Collected data entries:
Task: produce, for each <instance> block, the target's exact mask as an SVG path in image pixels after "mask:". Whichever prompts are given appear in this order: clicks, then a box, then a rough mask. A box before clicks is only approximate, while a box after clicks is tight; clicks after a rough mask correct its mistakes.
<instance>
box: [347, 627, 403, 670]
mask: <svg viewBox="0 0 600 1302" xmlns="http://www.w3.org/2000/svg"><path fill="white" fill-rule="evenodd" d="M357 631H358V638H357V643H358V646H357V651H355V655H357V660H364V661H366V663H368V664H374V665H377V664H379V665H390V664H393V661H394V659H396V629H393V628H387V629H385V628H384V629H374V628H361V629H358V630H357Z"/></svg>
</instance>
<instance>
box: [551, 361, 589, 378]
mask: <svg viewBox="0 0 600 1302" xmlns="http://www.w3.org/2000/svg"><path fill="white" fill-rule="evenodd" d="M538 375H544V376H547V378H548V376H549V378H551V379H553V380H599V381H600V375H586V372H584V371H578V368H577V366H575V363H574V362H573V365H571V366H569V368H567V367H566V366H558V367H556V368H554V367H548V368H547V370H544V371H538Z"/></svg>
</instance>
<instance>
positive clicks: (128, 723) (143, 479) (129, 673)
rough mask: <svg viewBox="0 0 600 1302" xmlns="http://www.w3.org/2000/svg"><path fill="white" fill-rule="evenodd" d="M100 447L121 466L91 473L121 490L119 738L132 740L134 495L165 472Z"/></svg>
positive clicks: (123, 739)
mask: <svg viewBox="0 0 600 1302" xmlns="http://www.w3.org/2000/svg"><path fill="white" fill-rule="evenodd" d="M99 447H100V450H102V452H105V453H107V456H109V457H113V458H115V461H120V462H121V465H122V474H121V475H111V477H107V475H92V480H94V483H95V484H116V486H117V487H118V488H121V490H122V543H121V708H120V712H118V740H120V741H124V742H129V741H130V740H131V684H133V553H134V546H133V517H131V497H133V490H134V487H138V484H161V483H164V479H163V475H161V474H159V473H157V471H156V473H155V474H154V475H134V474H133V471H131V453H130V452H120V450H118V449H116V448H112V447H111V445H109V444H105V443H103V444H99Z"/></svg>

■ What is required ■
Beginning at the first line of the records, retype exactly every line up to and including the one with "rough mask: <svg".

■ Result ■
Task: produce, for each <instance> block, the target's exact mask as an SVG path in image pixels after "mask:". Whichever prompts are given appear in this order: clicks, then a box, then a rough mask. A box before clicks is only approximate, while a box after clicks is tight; clicks after a rough mask correct its mistakes.
<instance>
box: [347, 627, 403, 670]
mask: <svg viewBox="0 0 600 1302" xmlns="http://www.w3.org/2000/svg"><path fill="white" fill-rule="evenodd" d="M357 631H358V638H357V643H358V646H357V651H355V655H357V660H364V661H366V663H368V664H374V665H377V664H379V665H390V664H393V661H394V659H396V629H393V628H387V629H385V628H384V629H374V628H361V629H358V630H357Z"/></svg>
</instance>
<instance>
box: [551, 361, 589, 378]
mask: <svg viewBox="0 0 600 1302" xmlns="http://www.w3.org/2000/svg"><path fill="white" fill-rule="evenodd" d="M538 375H544V376H547V378H548V376H549V378H551V379H553V380H599V381H600V375H586V372H584V371H578V368H577V366H575V363H574V362H573V365H571V366H569V368H567V367H566V366H558V367H556V368H554V367H548V368H547V370H544V371H538Z"/></svg>
</instance>
<instance>
positive clicks: (128, 723) (143, 479) (129, 673)
rough mask: <svg viewBox="0 0 600 1302" xmlns="http://www.w3.org/2000/svg"><path fill="white" fill-rule="evenodd" d="M100 447L121 466L91 473L121 490L119 738L132 740L134 495L165 472Z"/></svg>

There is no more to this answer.